Task goal:
Quote each of the entries below word for word, leaving out the pictures.

**** Dataset content ****

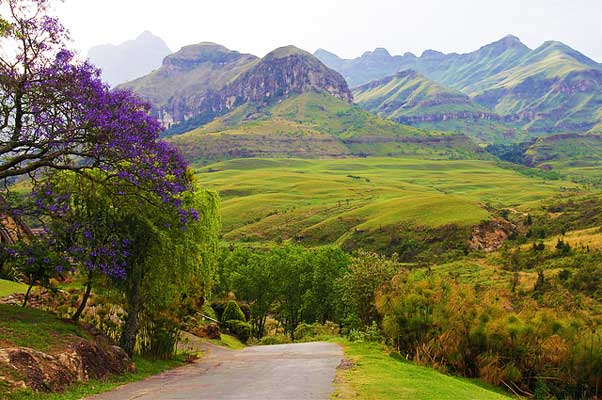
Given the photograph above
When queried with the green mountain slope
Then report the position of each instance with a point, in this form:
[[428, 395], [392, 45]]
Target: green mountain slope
[[576, 156], [410, 98], [188, 79], [551, 89], [369, 202], [314, 125], [204, 81], [370, 66]]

****

Written solution:
Given the photograph above
When queried with the green mountain slope
Then report the position of each instance with a point, in this form:
[[428, 395], [392, 45]]
Target: green mountain slope
[[576, 156], [410, 98], [188, 79], [551, 89], [369, 202], [314, 125], [204, 81], [370, 66]]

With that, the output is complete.